■ What you will do: The records underneath are to be printed in full and exactly, with no pictures carried over.

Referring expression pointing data
****************************************

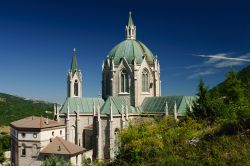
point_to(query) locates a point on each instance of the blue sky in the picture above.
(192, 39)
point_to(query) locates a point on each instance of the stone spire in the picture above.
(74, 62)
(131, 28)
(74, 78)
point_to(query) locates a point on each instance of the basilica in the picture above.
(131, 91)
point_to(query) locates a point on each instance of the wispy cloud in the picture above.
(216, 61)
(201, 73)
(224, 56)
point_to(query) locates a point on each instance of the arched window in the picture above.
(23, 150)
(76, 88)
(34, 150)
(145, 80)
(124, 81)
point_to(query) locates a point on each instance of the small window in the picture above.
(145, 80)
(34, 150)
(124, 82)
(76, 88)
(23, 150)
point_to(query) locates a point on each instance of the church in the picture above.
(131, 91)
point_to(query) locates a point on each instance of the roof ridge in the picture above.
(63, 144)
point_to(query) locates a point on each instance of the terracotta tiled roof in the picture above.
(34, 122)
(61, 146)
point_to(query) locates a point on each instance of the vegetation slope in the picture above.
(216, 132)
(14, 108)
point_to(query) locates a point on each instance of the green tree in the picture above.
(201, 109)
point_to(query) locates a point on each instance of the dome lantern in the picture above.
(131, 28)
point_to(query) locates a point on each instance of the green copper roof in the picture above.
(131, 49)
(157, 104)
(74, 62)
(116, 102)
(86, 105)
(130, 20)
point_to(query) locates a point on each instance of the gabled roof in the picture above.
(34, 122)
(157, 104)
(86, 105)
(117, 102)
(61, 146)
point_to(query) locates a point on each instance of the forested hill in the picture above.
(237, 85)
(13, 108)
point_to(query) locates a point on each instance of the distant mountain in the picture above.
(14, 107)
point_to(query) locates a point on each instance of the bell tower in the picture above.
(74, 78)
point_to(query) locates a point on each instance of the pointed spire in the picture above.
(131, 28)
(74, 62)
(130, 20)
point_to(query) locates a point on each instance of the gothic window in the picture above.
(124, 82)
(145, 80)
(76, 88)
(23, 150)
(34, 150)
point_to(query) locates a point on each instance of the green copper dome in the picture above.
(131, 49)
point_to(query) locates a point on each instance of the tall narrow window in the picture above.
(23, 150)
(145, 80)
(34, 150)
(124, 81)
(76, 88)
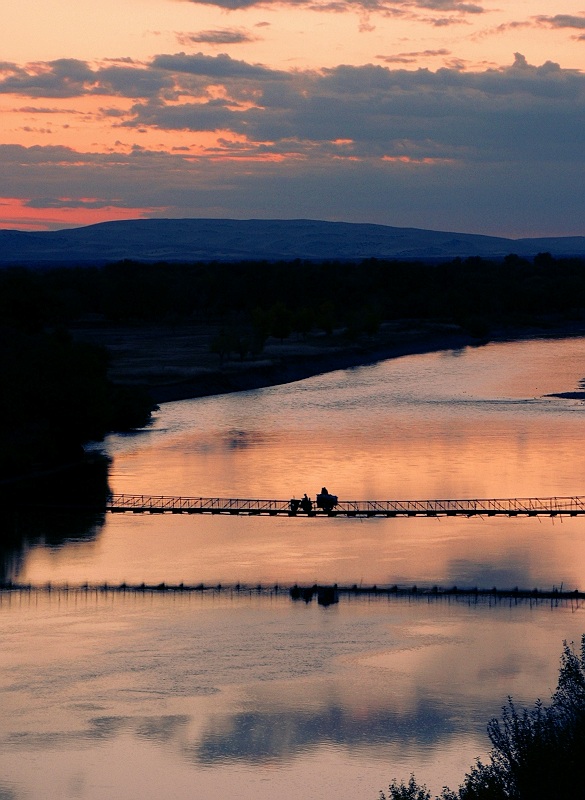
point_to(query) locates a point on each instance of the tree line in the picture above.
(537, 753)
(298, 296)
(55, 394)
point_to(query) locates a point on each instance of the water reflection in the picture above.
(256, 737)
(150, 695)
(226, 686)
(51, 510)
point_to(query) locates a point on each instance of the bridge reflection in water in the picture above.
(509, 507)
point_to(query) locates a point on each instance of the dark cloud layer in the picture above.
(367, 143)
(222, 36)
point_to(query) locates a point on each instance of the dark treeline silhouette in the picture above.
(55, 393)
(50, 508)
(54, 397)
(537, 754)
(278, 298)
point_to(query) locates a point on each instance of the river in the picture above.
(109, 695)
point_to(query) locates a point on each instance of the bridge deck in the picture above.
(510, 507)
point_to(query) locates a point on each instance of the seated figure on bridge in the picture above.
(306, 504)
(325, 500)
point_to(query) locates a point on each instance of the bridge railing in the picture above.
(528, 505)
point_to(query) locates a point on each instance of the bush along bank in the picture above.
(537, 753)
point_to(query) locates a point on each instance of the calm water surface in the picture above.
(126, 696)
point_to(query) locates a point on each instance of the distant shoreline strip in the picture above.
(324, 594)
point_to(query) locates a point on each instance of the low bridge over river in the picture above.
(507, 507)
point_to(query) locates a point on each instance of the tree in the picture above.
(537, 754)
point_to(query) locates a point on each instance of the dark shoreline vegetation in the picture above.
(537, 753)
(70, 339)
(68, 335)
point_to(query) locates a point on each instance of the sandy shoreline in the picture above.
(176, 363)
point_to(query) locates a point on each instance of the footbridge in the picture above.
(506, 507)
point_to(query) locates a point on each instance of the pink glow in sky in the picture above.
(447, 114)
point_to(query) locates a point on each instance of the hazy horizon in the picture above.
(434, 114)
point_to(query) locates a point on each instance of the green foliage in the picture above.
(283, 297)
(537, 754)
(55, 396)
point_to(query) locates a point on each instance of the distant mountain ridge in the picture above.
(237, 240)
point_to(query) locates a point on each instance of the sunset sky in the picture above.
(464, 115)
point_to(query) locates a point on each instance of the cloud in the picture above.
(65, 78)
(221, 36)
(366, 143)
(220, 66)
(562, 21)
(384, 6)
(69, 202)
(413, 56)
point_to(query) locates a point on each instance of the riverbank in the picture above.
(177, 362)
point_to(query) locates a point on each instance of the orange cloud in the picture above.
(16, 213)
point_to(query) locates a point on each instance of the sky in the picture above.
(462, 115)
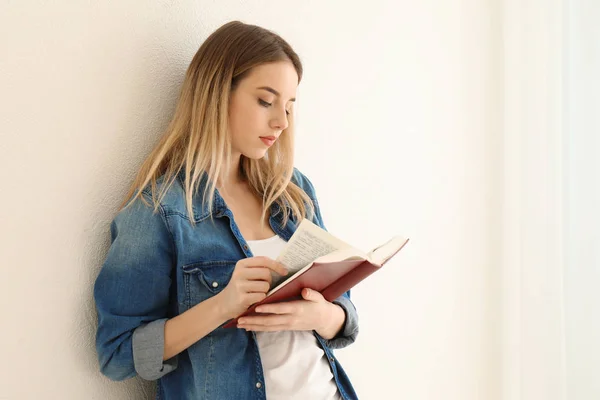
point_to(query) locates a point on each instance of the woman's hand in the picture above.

****************************************

■ Your solution:
point_to(query) locates a point on each instance of the blue sky in the picture above.
(192, 39)
point_to(query) locates a point on each instance of the stone spire in the picture above.
(74, 62)
(131, 28)
(74, 78)
point_to(query) locates a point on each instance of the basilica in the picture above.
(131, 91)
point_to(query) locates a point on each instance of the wispy cloud in the picture above.
(216, 61)
(201, 73)
(224, 56)
point_to(query) locates a point on each instance of the arched window in the picture above.
(23, 150)
(76, 88)
(34, 150)
(145, 80)
(124, 81)
point_to(query) locates a point on each instance of the small window in the picture above.
(145, 80)
(34, 150)
(124, 82)
(76, 88)
(23, 150)
point_to(query) locates a point on each instance of the church in the picture above.
(131, 91)
point_to(query) locates a point on each instance of the roof ridge in the picture above.
(63, 144)
point_to(query) locates a point on each instance of the terracotta tiled roof in the picture above.
(34, 122)
(61, 146)
point_to(query) locates a point on each instance of the vegetation slope in the picture above.
(216, 132)
(14, 108)
point_to(query) locates a point on each instance of the green tree in the picture above.
(201, 109)
point_to(query) locates a point on each instance of the dome lantern in the picture above.
(131, 28)
point_to(query) locates a point on each instance of the green copper roof in the picture above.
(131, 49)
(157, 104)
(74, 62)
(116, 102)
(86, 105)
(130, 20)
point_to(query) locates a point on each instance of the gabled roof in the picture above.
(34, 122)
(157, 104)
(86, 105)
(117, 102)
(61, 146)
point_to(query) locates a point on each instance of the forested hill in the picture above.
(237, 85)
(13, 108)
point_to(query) locates a point on each instance of the distant mountain in the picture above.
(14, 107)
point_to(query) locates a point on each instance of the bell tower in the picture above.
(74, 78)
point_to(query) locates a point on each instance of the pointed spire in the picture above.
(131, 28)
(74, 62)
(130, 20)
point_to(query) locates a point on each instance of the gothic window in the picture above.
(124, 82)
(145, 80)
(76, 88)
(23, 150)
(34, 150)
point_to(query) locates a point on each instance of the green copper dome in the picture above.
(131, 49)
point_to(query) locates a point on each instance of the tall narrow window in the picture above.
(23, 150)
(145, 80)
(34, 150)
(124, 81)
(76, 88)
point_to(query) locates a point on each instance of the tree line in the picture above.
(537, 753)
(298, 296)
(55, 394)
point_to(query) locates a point on each instance of the water reflection in the picture above.
(256, 737)
(150, 695)
(226, 686)
(51, 510)
point_to(query) locates a point on each instance of the bridge reflection in water in the picture above.
(509, 507)
point_to(query) locates a point on each instance of the dark cloud layer in the picture above.
(367, 143)
(222, 36)
point_to(query) locates a point on each instance of the dark treeline silhouette in the picture above.
(55, 393)
(50, 508)
(54, 397)
(537, 754)
(278, 298)
point_to(query) locates a point on each instance of the river in the picture above.
(109, 695)
point_to(query) locates a point on each instance of the bridge deck in the picture above.
(510, 507)
point_to(query) locates a point on each instance of the seated figure on bridge in the picture above.
(306, 504)
(325, 500)
point_to(query) locates a point on each instance of the bridge railing in the picture above.
(528, 505)
point_to(query) locates a point on each instance of the bush along bank in the picture above.
(537, 753)
point_to(query) locates a point on each instance of the calm water surface in the picture above.
(126, 696)
point_to(query) locates a point on each instance of the distant shoreline strip in the picture above.
(324, 594)
point_to(query) locates a point on each instance of the low bridge over river in the picture above.
(507, 507)
point_to(query) locates a point on each instance of the tree in the picture above.
(537, 754)
point_to(query) locates a point on each instance of the dark shoreline vegetation in the picture above.
(537, 753)
(70, 339)
(68, 335)
point_to(query) locates a point on each instance of the sandy shoreline in the picture above.
(176, 363)
point_to(query) locates a point on each instance of the footbridge in the picture above.
(506, 507)
point_to(query) locates a point on each instance of the pink glow in sky in the picture above.
(447, 114)
point_to(query) locates a point on each instance of the hazy horizon in the picture above.
(434, 114)
point_to(query) locates a point on each instance of the green foliage in the picture above.
(283, 297)
(537, 754)
(55, 396)
point_to(query) locates a point on each instance of the distant mountain ridge in the picture above.
(237, 240)
point_to(query) locates a point on each instance of the sunset sky in the picture above.
(464, 115)
point_to(query) locates a point on each instance of the cloud in the picture above.
(65, 78)
(221, 36)
(366, 143)
(220, 66)
(562, 21)
(384, 6)
(69, 202)
(413, 56)
point_to(query) locates a point on each instance of the riverbank in the picture above.
(177, 362)
point_to(query) locates a point on each instance of the orange cloud in the picture above.
(16, 213)
point_to(query) locates a point on each instance of the sky in the picture above.
(462, 115)
point_to(query) locates a point on each instance of the woman's hand in the picture above.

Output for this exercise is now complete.